> **TEXT FOR ANALYSIS**
JERUSALEM: Israel extended for one year a waiver allowing Israeli banks to work with Palestinian ones just days before it was due to expire, threatening to paralyze Palestinians financial institutions.
The extension was approved Thursday during a security cabinet meeting ahead of expiration of the waiver at the end of the month, a spokesman for far-right Finance Minister Bezalel Smotrich told AFP.
Smotrich had threatened in May to cut the vital connection between Israel and Palestinian banks in the occupied West Bank in retaliation for the recognition of the State of Palestine by three European countries.
Smotrich, who lives in a West Bank settlement and advocates for the full annexation of the territory occupied by Israel since 1967, had told Prime Minister Benjamin Netanyahu that he “did not intend to extend” Israel’s annual guarantees to banks in the West Bank.
In exchange for trade-offs on the development of Israeli settlements in the West Bank, Smotrich later agreed to extend the guarantee, but only for a few months.
Since June 30, the waiver was renewed on several occasions for different lengths of time, the last of which was to last a month until November 30.
Until then, Smotrich had raised concerns over the financing of armed groups via Palestinian banks to justify the short extension renewals.
The Palestinian financial and banking system is dependent on the regular renewal of the Israeli waiver.
It protects Israeli banks from potential legal action relating to transactions with their Palestinian counterparts, for instance in relation to financing terror.
The waiver had previously been renewed annually, until Hamas’s unprecedented October 7, 2023 attack sparked the war in Gaza.
In July, G7 countries urged Israel to “take necessary action” to ensure the continuity of Palestinian financial systems.
It came after US Treasury Secretary Janet Yellen warned that “to cut Palestinian banks from the Israeli counterparts would create a humanitarian crisis.”
The overwhelming majority of exchanges in the West Bank are in shekels, Israel’s national currency, because the Palestinian Authority does not have a central bank that would allow it to print its own currency.

> **DATA FOR ANALYSIS**
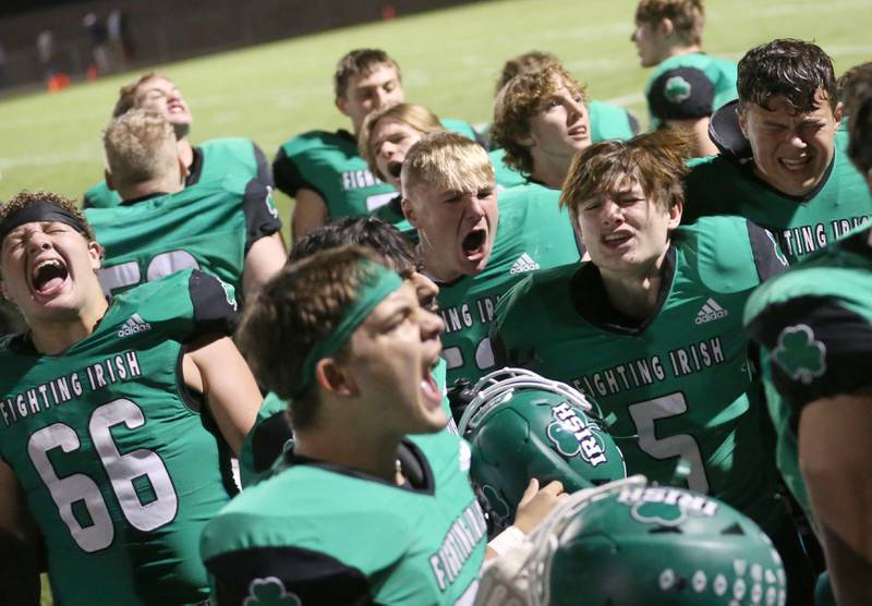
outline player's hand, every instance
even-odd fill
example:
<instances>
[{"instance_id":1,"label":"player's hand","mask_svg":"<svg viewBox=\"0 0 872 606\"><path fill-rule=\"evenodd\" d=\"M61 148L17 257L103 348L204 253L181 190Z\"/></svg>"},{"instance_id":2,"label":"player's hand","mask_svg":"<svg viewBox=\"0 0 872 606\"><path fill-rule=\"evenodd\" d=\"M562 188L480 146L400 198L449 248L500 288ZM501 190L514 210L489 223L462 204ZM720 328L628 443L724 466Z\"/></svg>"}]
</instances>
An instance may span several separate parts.
<instances>
[{"instance_id":1,"label":"player's hand","mask_svg":"<svg viewBox=\"0 0 872 606\"><path fill-rule=\"evenodd\" d=\"M513 525L524 534L530 534L557 507L560 499L567 496L564 485L559 481L555 480L540 488L538 480L534 477L526 486L521 502L518 504Z\"/></svg>"}]
</instances>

> **REQUIRED WORK**
Quote the passage of the article on Israel's banking waiver, starting at the words "Since June 30, the" and ending after the words "the Israeli waiver.".

> **ANSWER SECTION**
Since June 30, the waiver was renewed on several occasions for different lengths of time, the last of which was to last a month until November 30.
Until then, Smotrich had raised concerns over the financing of armed groups via Palestinian banks to justify the short extension renewals.
The Palestinian financial and banking system is dependent on the regular renewal of the Israeli waiver.